--- Start ---

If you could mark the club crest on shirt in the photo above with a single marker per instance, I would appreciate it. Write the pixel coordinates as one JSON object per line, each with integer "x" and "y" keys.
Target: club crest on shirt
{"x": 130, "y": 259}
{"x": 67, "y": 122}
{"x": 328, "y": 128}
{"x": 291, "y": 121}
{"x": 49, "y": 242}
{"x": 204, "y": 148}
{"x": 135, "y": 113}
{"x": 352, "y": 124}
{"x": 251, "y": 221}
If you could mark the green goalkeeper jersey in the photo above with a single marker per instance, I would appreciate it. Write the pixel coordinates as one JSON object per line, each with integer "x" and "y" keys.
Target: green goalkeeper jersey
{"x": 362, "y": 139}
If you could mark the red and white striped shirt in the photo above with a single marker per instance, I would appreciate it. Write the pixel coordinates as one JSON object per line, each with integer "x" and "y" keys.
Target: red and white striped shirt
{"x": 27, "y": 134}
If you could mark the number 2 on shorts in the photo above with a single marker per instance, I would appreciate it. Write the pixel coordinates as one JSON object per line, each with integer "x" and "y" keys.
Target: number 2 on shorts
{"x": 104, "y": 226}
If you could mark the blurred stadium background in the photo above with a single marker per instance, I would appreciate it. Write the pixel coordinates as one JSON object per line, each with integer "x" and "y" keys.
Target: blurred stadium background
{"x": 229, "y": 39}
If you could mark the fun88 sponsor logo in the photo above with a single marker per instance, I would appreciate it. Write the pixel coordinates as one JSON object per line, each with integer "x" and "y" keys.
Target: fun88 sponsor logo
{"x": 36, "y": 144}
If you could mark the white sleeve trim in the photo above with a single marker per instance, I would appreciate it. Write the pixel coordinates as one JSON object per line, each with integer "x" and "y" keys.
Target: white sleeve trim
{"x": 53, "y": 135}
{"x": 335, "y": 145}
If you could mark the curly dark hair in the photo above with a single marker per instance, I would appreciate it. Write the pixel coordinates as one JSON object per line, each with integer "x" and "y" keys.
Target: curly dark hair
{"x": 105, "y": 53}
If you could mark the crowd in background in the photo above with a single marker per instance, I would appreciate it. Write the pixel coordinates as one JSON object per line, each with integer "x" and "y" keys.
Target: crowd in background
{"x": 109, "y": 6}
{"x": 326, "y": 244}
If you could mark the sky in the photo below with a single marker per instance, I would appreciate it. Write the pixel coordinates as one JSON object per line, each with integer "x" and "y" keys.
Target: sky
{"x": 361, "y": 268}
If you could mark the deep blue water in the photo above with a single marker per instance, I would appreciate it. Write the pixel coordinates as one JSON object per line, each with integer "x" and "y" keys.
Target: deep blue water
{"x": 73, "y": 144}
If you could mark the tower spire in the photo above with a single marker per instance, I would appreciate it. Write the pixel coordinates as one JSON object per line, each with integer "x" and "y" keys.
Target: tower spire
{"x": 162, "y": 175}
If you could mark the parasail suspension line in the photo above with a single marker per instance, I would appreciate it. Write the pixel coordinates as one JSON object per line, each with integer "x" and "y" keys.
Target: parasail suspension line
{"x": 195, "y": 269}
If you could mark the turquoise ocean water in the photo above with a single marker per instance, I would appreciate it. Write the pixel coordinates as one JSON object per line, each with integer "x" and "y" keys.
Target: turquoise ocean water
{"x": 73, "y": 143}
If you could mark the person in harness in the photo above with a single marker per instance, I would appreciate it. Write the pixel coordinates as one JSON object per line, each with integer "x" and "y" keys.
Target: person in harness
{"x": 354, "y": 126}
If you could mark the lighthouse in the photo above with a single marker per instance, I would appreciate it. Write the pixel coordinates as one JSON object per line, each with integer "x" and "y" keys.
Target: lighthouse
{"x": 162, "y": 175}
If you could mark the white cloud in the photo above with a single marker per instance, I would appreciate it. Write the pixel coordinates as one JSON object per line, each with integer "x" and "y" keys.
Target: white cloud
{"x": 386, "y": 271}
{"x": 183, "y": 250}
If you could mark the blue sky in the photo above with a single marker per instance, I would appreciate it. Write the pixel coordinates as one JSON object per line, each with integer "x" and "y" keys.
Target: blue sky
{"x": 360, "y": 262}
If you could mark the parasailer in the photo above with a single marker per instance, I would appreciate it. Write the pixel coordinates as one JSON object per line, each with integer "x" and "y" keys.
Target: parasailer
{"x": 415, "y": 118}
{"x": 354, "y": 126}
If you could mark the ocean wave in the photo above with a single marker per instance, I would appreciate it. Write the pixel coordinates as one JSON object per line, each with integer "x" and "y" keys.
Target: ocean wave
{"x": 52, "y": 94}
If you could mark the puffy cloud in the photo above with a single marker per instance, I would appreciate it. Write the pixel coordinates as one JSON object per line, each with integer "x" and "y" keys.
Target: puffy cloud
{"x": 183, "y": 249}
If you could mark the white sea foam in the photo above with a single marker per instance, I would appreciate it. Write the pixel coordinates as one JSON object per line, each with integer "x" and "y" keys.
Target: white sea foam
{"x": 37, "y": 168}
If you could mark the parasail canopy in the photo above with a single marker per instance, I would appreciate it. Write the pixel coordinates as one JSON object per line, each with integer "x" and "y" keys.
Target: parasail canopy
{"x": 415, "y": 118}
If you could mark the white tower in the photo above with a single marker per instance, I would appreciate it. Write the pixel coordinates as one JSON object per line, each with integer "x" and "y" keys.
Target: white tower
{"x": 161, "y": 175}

--- End ---

Set exercise: Copy every one of the records above verbatim, keeping each line and its order unchanged.

The completed task:
If you could mark the club crest on shirt in the photo above with a single marker per instance, I would appreciate it. Write the pixel coordinates as one JSON object per line, each with integer "x" and "y" keys.
Target: club crest on shirt
{"x": 130, "y": 259}
{"x": 67, "y": 122}
{"x": 328, "y": 128}
{"x": 291, "y": 121}
{"x": 49, "y": 242}
{"x": 204, "y": 148}
{"x": 135, "y": 113}
{"x": 352, "y": 124}
{"x": 251, "y": 221}
If you could mark the green goalkeeper jersey in the photo above with a single marker per instance, I would appreciate it. Write the pixel coordinates as one JSON object per line, each with integer "x" and "y" keys.
Target: green goalkeeper jersey
{"x": 362, "y": 139}
If you could mark the red and white striped shirt in the photo above with a single marker per instance, I would appreciate it. Write the pixel coordinates as one JSON object per line, each with integer "x" and "y" keys.
Target: red and white striped shirt
{"x": 27, "y": 134}
If you could mark the number 2 on shorts in the photo above with a single marker per instance, I would appreciate it. Write the pixel coordinates as one JSON object per line, each with integer "x" and "y" keys.
Target: number 2 on shorts
{"x": 104, "y": 226}
If you could mark the blurred stadium background in the photo above with a single marker per instance, I would appreciate it. Write the pixel coordinates as one JSON object per line, each with integer "x" and "y" keys.
Target: blurred stadium background
{"x": 229, "y": 39}
If you could mark the fun88 sponsor logo in the photo above with a single marker per instance, I would appreciate it. Write the pixel coordinates as one JSON object per line, each with integer "x" and "y" keys.
Target: fun88 sponsor logo
{"x": 36, "y": 144}
If you could mark the white sleeve trim in the photo above with a single marker per instance, I would appreciate it. Write the pixel coordinates as one JSON object per line, each with integer "x" and "y" keys.
Target: white sleeve trim
{"x": 53, "y": 135}
{"x": 335, "y": 145}
If you could mark the curly dark hair in the photo above with a single marker per instance, I would appreciate it. Write the pixel coordinates as one JSON object per line, each with integer "x" and "y" keys.
Target: curly dark hair
{"x": 105, "y": 53}
If you could mark the crowd in background in the photo above with a single marker per instance, I would appreciate it. Write the pixel coordinates as one JSON object per line, each with integer "x" and "y" keys.
Target: crowd in background
{"x": 109, "y": 6}
{"x": 326, "y": 244}
If you could mark the sky in the photo below with a single marker per instance, I would appreciate it. Write the pixel coordinates as one JSON object per line, each with integer "x" and "y" keys.
Target: sky
{"x": 361, "y": 268}
If you could mark the deep blue water in the photo above with a single marker per instance, I would appreciate it. Write the pixel coordinates as one JSON object per line, each with integer "x" and "y" keys.
Target: deep blue water
{"x": 73, "y": 144}
If you could mark the tower spire in the photo above with a single marker per instance, I would appreciate it. Write the pixel coordinates as one JSON object per line, each with integer "x" and "y" keys.
Target: tower spire
{"x": 162, "y": 175}
If you could mark the parasail suspension line in the photo above with a single marker per instance, I would appreciate it. Write the pixel coordinates as one JSON object per line, each with integer "x" and "y" keys.
Target: parasail suspension line
{"x": 195, "y": 269}
If you could mark the turquoise ocean water in the photo above with a single marker per instance, I would appreciate it. Write the pixel coordinates as one JSON object per line, each with integer "x" and "y" keys.
Target: turquoise ocean water
{"x": 73, "y": 143}
If you could mark the person in harness in the photo above with a single marker per instance, I would appreciate it. Write the pixel coordinates as one JSON object per line, each with integer "x" and "y" keys.
Target: person in harness
{"x": 354, "y": 126}
If you could mark the lighthouse in the photo above with a single marker per instance, I would appreciate it. Write the pixel coordinates as one JSON object per line, each with integer "x" and "y" keys.
Target: lighthouse
{"x": 162, "y": 175}
If you could mark the white cloud in the photo above with a single marker per instance, I would appreciate it. Write the pixel coordinates as one JSON object per line, each with integer "x" and "y" keys.
Target: white cloud
{"x": 386, "y": 271}
{"x": 183, "y": 250}
If you could mark the blue sky in the photo above with a single marker per instance, I would appreciate it. Write the pixel coordinates as one JSON object per line, each with integer "x" and "y" keys.
Target: blue sky
{"x": 360, "y": 262}
If you could mark the parasailer in the photo above with a single marker per instance, I would appreciate it. Write the pixel coordinates as one JSON object per line, each with integer "x" and "y" keys.
Target: parasailer
{"x": 415, "y": 118}
{"x": 354, "y": 126}
If you could mark the ocean wave in the photo above with a single marker per instance, I would appreciate it. Write the pixel coordinates as one JSON object per line, each with integer "x" and "y" keys.
Target: ocean wave
{"x": 52, "y": 94}
If you could mark the puffy cloud in the photo above with a single marker per instance, I would appreciate it. Write the pixel coordinates as one JSON object per line, each with integer "x" and "y" keys.
Target: puffy cloud
{"x": 183, "y": 249}
If you could mark the white sea foam in the photo above with a single marker per instance, I would appreciate it. Write the pixel coordinates as one JSON object per line, each with integer "x" and "y" keys.
Target: white sea foam
{"x": 37, "y": 168}
If you could mark the parasail canopy in the photo above with a single marker per instance, I would appreciate it. Write the pixel coordinates as one JSON object per line, each with integer "x" and "y" keys.
Target: parasail canopy
{"x": 415, "y": 118}
If you could mark the white tower in the photo above with a single marker per instance, I would appreciate it. Write the pixel coordinates as one JSON object per line, each with integer "x" and "y" keys.
Target: white tower
{"x": 161, "y": 175}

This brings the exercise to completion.